• Exercise instructions:
Output every line of the entries from the line containing "Identify the wooden stool" through the last, exactly, with no other content.

──────── Study material

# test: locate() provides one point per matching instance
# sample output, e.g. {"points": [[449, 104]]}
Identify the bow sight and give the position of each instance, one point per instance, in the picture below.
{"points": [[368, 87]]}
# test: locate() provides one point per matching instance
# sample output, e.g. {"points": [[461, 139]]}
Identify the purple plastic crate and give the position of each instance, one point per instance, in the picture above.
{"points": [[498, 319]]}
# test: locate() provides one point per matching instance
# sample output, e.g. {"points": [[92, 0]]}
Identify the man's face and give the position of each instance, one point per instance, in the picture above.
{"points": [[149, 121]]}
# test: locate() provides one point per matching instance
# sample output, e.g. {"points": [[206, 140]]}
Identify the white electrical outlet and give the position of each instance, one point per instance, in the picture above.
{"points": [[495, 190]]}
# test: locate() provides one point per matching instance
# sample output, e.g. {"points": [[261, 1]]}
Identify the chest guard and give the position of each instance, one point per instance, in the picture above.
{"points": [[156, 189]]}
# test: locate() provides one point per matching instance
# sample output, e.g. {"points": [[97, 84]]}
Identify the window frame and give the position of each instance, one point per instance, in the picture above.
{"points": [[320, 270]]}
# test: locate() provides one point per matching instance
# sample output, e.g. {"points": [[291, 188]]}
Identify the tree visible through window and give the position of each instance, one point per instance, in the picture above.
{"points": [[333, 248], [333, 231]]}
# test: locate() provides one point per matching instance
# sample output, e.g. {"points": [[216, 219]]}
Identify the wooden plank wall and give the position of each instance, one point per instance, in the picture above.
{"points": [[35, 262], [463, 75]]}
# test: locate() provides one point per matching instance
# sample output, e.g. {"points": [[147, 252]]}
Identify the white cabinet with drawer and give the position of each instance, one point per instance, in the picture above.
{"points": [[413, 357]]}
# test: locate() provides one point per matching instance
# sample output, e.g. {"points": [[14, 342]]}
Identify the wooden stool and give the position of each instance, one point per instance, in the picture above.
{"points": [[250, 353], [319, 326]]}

────────────────

• Written response:
Identify the wooden stool and give the position of each instance, one point per instance, in the picture above.
{"points": [[250, 353], [319, 326]]}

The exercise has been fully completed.